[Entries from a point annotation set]
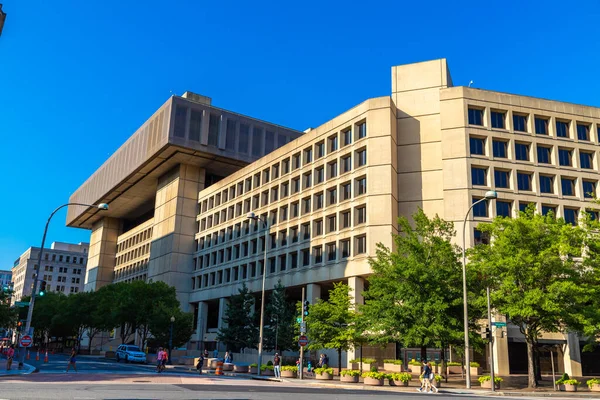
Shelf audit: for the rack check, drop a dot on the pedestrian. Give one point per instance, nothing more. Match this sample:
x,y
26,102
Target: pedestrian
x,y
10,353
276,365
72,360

==

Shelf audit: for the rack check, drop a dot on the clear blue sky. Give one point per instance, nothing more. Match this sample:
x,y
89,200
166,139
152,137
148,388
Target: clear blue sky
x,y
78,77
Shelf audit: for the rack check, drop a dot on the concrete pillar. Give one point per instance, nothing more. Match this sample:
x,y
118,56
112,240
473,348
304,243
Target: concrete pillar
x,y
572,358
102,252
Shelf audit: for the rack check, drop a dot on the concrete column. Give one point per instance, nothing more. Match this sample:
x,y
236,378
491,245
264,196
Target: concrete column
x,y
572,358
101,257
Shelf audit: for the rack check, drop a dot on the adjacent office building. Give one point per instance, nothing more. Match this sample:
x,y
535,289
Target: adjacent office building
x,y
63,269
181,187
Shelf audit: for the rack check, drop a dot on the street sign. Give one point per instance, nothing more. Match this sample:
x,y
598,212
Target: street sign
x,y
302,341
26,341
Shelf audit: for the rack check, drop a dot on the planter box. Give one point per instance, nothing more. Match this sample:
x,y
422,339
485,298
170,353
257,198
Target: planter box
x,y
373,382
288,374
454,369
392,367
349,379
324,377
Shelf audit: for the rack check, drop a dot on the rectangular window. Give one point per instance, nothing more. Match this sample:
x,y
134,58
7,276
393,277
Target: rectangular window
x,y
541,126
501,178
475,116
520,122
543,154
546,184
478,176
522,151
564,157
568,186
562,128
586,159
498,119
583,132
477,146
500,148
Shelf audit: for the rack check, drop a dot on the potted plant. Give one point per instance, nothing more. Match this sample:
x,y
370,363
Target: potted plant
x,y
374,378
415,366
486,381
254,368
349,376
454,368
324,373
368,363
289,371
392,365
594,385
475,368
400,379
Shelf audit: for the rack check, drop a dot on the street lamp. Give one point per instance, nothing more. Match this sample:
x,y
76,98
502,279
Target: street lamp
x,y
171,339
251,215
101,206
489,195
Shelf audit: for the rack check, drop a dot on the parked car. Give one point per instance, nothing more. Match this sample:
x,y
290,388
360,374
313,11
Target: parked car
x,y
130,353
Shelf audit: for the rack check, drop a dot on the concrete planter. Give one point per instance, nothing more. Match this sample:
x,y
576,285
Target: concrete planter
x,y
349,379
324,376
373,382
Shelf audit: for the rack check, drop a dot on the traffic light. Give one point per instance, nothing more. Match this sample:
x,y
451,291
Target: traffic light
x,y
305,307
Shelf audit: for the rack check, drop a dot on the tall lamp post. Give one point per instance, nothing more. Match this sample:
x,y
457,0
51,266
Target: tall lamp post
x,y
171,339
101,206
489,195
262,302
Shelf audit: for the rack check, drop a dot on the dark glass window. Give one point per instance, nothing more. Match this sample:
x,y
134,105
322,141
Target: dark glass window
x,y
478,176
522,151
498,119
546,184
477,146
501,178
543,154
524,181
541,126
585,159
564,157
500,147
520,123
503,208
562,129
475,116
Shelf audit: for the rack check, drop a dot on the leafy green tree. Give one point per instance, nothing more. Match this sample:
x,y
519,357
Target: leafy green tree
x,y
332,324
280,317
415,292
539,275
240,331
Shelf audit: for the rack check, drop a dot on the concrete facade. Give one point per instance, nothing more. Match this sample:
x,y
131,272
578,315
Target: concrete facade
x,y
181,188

* * *

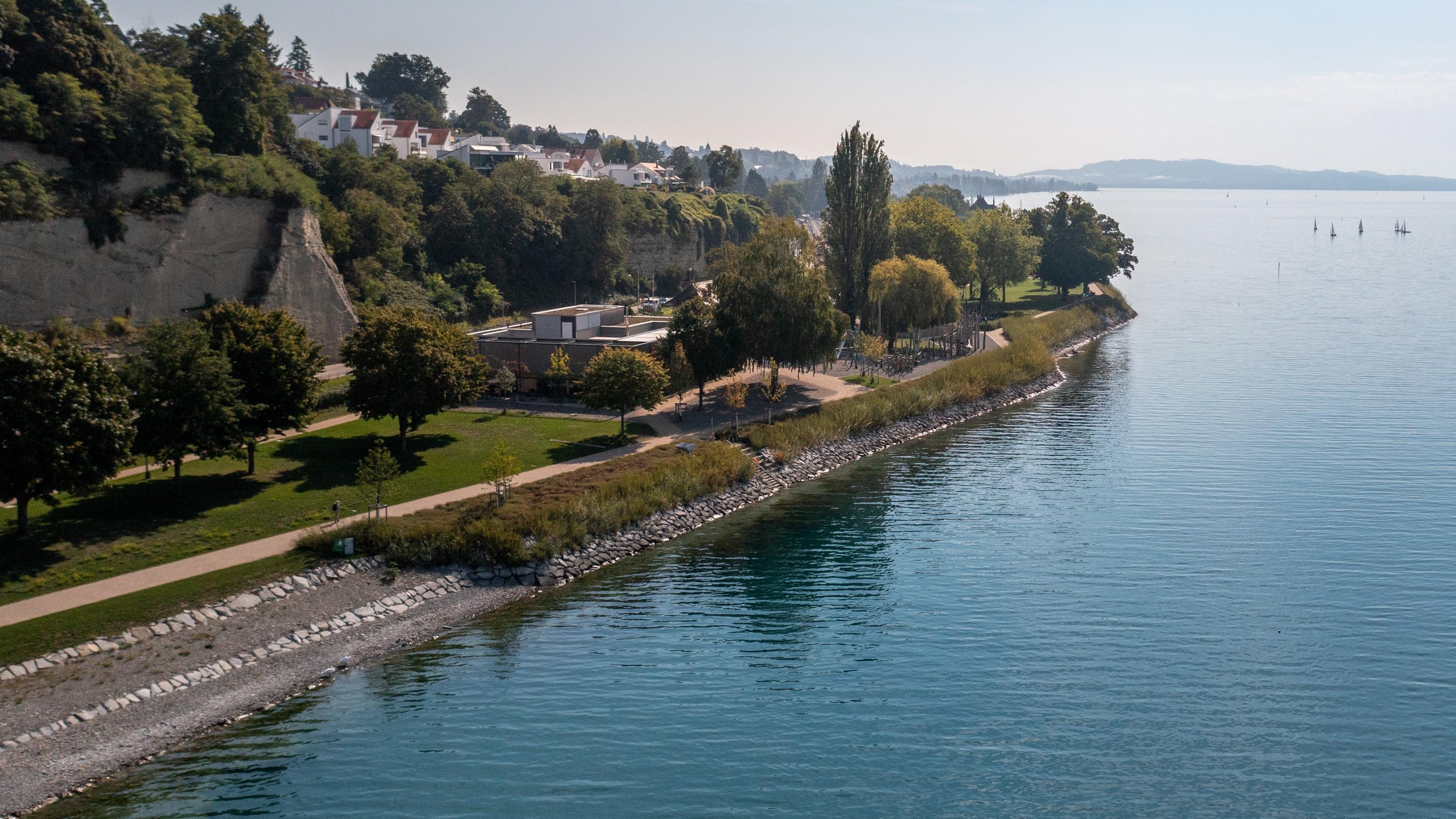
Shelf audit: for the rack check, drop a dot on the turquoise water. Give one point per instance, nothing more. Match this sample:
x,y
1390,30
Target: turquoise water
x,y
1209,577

## [The task]
Pull out every line of the records above that contains the string "green", and copy each one as it appears.

## [Worked answer]
Shelf audit: for the rack check, drop a dot on the leafy green tree. Give one point per instance, nothing more. Match this sample:
Target: leafy green tree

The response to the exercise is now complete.